## Photo-based referring expression data
>>>>

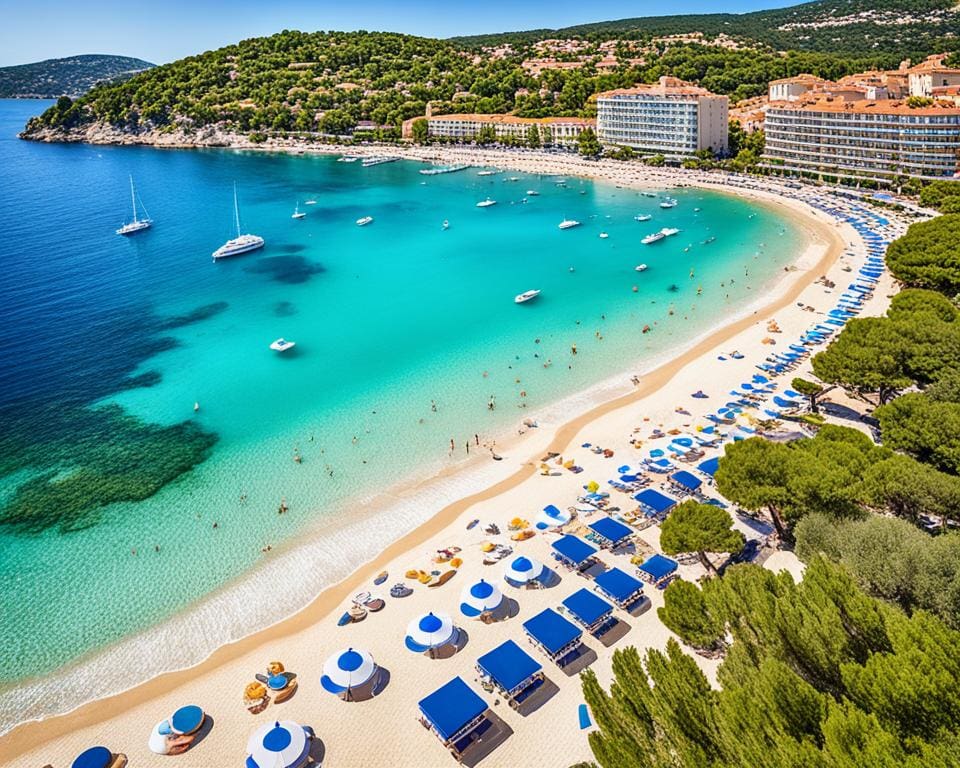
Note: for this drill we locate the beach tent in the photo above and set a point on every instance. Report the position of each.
(620, 587)
(511, 669)
(453, 711)
(612, 532)
(573, 551)
(551, 516)
(95, 757)
(429, 631)
(346, 670)
(686, 481)
(479, 598)
(654, 503)
(709, 467)
(555, 636)
(588, 610)
(281, 744)
(658, 567)
(521, 570)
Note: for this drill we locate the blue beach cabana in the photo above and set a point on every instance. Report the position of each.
(574, 552)
(456, 714)
(512, 670)
(590, 611)
(625, 591)
(612, 533)
(554, 635)
(653, 503)
(657, 569)
(685, 481)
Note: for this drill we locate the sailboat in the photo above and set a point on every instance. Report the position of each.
(241, 243)
(137, 224)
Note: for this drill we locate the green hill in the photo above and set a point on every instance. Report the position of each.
(900, 27)
(72, 76)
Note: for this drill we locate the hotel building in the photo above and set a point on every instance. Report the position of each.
(553, 130)
(672, 118)
(868, 139)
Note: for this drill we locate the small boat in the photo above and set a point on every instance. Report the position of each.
(443, 578)
(137, 225)
(240, 243)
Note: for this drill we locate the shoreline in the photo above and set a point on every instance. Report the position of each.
(32, 734)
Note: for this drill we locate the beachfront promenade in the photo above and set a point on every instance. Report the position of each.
(655, 429)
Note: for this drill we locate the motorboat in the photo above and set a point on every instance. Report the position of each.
(525, 296)
(240, 243)
(137, 225)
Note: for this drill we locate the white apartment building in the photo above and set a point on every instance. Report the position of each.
(871, 139)
(672, 118)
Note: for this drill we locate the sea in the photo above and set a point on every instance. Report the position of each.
(152, 445)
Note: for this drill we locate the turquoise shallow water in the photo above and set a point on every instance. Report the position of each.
(387, 318)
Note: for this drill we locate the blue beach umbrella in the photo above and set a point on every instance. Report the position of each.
(281, 744)
(186, 719)
(347, 669)
(429, 630)
(479, 598)
(522, 569)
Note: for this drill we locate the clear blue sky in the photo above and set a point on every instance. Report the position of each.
(31, 30)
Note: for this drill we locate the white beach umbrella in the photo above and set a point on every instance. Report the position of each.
(348, 668)
(523, 569)
(430, 630)
(280, 744)
(479, 597)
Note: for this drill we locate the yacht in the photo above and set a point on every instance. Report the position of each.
(241, 243)
(136, 225)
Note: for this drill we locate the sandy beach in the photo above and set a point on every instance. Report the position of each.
(356, 733)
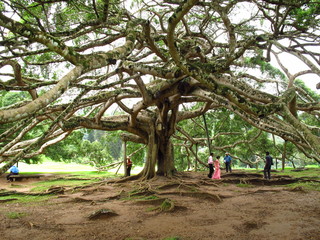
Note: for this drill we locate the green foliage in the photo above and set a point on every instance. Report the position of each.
(306, 16)
(26, 199)
(265, 67)
(304, 186)
(9, 98)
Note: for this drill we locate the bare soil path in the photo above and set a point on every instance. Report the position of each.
(189, 207)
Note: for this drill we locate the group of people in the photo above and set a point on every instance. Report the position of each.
(214, 166)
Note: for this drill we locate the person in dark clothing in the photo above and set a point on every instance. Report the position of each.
(129, 165)
(267, 167)
(210, 163)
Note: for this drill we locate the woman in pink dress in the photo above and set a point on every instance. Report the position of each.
(216, 164)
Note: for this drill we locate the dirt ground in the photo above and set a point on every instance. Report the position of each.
(189, 207)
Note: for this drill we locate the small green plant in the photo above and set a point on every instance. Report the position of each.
(15, 215)
(25, 198)
(307, 186)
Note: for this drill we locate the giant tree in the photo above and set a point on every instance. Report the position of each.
(79, 60)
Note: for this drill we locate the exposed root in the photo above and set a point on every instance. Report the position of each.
(166, 206)
(102, 213)
(202, 195)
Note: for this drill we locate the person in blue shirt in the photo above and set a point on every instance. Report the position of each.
(13, 171)
(227, 161)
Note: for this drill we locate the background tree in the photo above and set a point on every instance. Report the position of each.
(80, 60)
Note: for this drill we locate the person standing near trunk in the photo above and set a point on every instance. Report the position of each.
(267, 167)
(129, 165)
(227, 161)
(13, 171)
(210, 163)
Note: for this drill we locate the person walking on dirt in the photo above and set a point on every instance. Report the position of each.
(217, 172)
(129, 165)
(267, 167)
(227, 161)
(13, 171)
(210, 163)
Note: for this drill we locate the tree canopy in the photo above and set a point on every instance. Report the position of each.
(67, 65)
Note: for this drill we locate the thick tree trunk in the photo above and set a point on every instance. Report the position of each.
(160, 155)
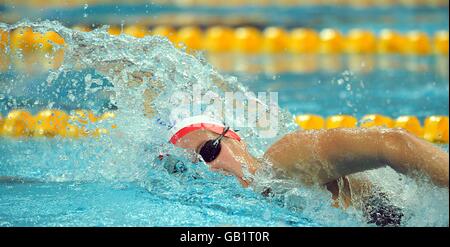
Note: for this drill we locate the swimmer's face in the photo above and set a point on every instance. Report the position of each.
(232, 154)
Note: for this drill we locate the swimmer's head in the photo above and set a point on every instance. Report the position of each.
(219, 146)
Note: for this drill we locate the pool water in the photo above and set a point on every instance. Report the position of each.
(115, 181)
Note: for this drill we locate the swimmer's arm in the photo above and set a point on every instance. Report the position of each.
(324, 156)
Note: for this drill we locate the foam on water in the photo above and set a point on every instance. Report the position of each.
(129, 153)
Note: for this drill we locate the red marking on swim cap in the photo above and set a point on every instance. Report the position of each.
(203, 126)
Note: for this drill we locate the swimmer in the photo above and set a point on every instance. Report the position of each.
(325, 157)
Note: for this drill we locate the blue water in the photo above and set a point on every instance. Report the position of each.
(80, 182)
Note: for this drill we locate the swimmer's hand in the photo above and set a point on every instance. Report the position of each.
(326, 155)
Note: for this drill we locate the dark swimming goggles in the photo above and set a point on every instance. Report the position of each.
(210, 150)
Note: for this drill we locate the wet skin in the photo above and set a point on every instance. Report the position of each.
(325, 157)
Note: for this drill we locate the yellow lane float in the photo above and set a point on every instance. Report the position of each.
(303, 40)
(441, 43)
(417, 43)
(276, 40)
(50, 122)
(248, 40)
(341, 121)
(389, 42)
(375, 120)
(136, 31)
(165, 31)
(219, 39)
(410, 124)
(191, 37)
(331, 41)
(361, 41)
(436, 129)
(310, 122)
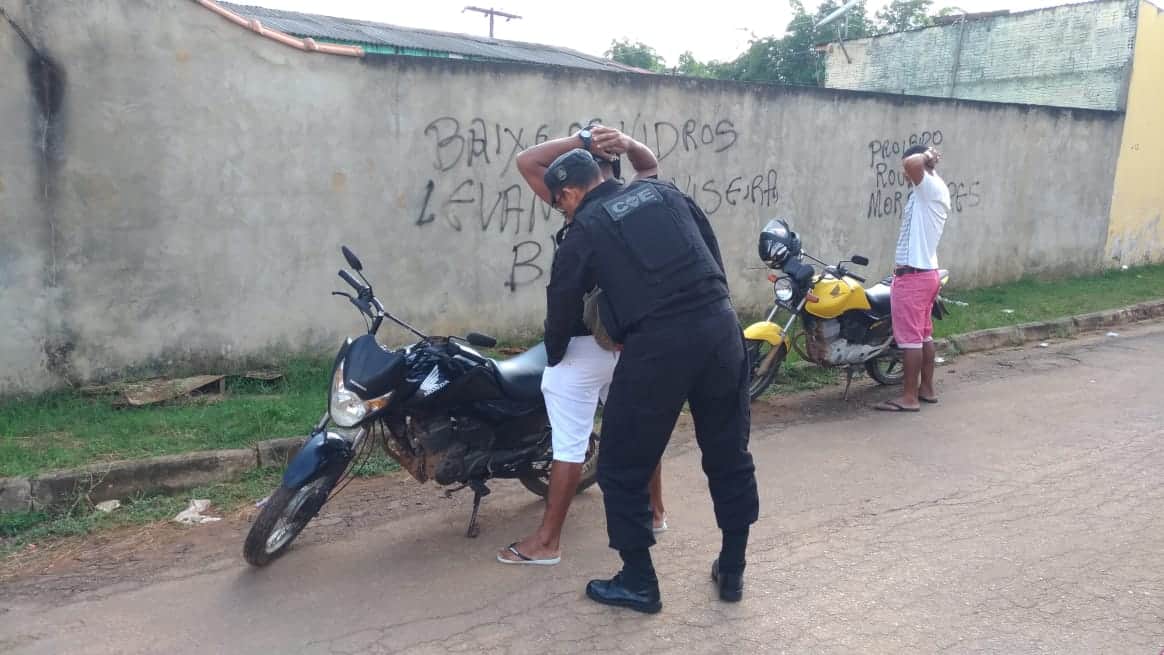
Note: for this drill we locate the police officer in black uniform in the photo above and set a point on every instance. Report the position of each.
(653, 253)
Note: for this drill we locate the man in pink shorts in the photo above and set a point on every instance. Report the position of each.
(916, 280)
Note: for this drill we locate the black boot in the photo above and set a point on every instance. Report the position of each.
(616, 592)
(636, 586)
(731, 584)
(730, 575)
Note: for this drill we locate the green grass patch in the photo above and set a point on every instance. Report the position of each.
(21, 529)
(1040, 300)
(68, 429)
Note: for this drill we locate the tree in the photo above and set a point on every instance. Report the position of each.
(905, 14)
(690, 66)
(793, 58)
(788, 59)
(638, 55)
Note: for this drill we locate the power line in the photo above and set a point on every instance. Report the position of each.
(491, 13)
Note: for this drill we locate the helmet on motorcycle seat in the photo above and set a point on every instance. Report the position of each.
(778, 243)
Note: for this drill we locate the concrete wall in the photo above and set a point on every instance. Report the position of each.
(1069, 56)
(1136, 232)
(210, 177)
(29, 289)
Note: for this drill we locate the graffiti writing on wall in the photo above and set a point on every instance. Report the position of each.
(475, 185)
(891, 187)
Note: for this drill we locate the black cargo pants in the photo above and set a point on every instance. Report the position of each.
(697, 357)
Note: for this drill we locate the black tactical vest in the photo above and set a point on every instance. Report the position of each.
(648, 254)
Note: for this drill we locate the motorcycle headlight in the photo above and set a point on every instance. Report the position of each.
(346, 407)
(785, 290)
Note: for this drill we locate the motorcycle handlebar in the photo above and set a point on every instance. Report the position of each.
(352, 282)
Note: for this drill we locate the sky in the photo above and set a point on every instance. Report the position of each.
(718, 29)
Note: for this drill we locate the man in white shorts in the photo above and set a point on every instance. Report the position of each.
(574, 385)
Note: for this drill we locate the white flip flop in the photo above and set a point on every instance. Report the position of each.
(526, 561)
(661, 528)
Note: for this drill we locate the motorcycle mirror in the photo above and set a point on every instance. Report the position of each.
(480, 340)
(353, 261)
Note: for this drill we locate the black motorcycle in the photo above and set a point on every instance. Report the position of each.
(440, 408)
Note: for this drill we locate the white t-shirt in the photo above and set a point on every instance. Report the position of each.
(922, 221)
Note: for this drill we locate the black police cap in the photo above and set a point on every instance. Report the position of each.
(575, 168)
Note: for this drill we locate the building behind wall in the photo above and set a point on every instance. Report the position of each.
(1067, 56)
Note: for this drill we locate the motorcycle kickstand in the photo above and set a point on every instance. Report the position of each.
(478, 491)
(849, 382)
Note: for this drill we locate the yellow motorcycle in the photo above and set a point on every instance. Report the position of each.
(842, 324)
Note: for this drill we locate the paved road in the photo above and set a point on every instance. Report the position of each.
(1019, 515)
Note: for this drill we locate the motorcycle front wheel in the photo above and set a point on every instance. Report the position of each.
(757, 351)
(538, 482)
(283, 517)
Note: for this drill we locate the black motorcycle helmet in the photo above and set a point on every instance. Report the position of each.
(778, 243)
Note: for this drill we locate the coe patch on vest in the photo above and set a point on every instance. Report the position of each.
(623, 204)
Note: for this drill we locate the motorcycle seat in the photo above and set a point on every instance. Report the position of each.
(879, 298)
(520, 376)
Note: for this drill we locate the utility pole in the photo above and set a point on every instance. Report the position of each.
(490, 12)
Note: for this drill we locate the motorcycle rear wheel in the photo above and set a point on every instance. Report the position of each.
(283, 517)
(887, 370)
(538, 482)
(757, 350)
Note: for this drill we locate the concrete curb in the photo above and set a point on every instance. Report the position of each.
(175, 474)
(1059, 328)
(118, 481)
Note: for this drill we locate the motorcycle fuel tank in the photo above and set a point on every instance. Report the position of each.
(832, 297)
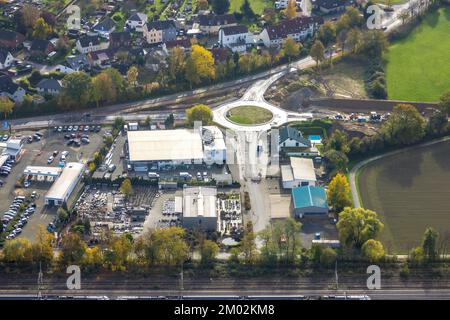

<<<<

## Instructions for the task
Give back exactly the lines from the one that contains "Note: for this drill we locate the utility" to the final line of the data above, both included, with all pictures removed.

## Answer to this problem
Note: for this drill we locate the utility pole in the photo above and set a point on every instance. Report the position of each.
(490, 12)
Note: for this drill we locate the motorcycle rear wheel in the photo above and set a point on every instance. Report the position of each.
(283, 517)
(887, 370)
(538, 482)
(757, 350)
Note: for this drill we locate the concrete curb in the photo above and set a point on every instance. Report the position of each.
(175, 474)
(1059, 328)
(118, 481)
Note: for this drill we locate the motorcycle fuel tank in the photo above and set a point on every instance. Report the position of each.
(832, 297)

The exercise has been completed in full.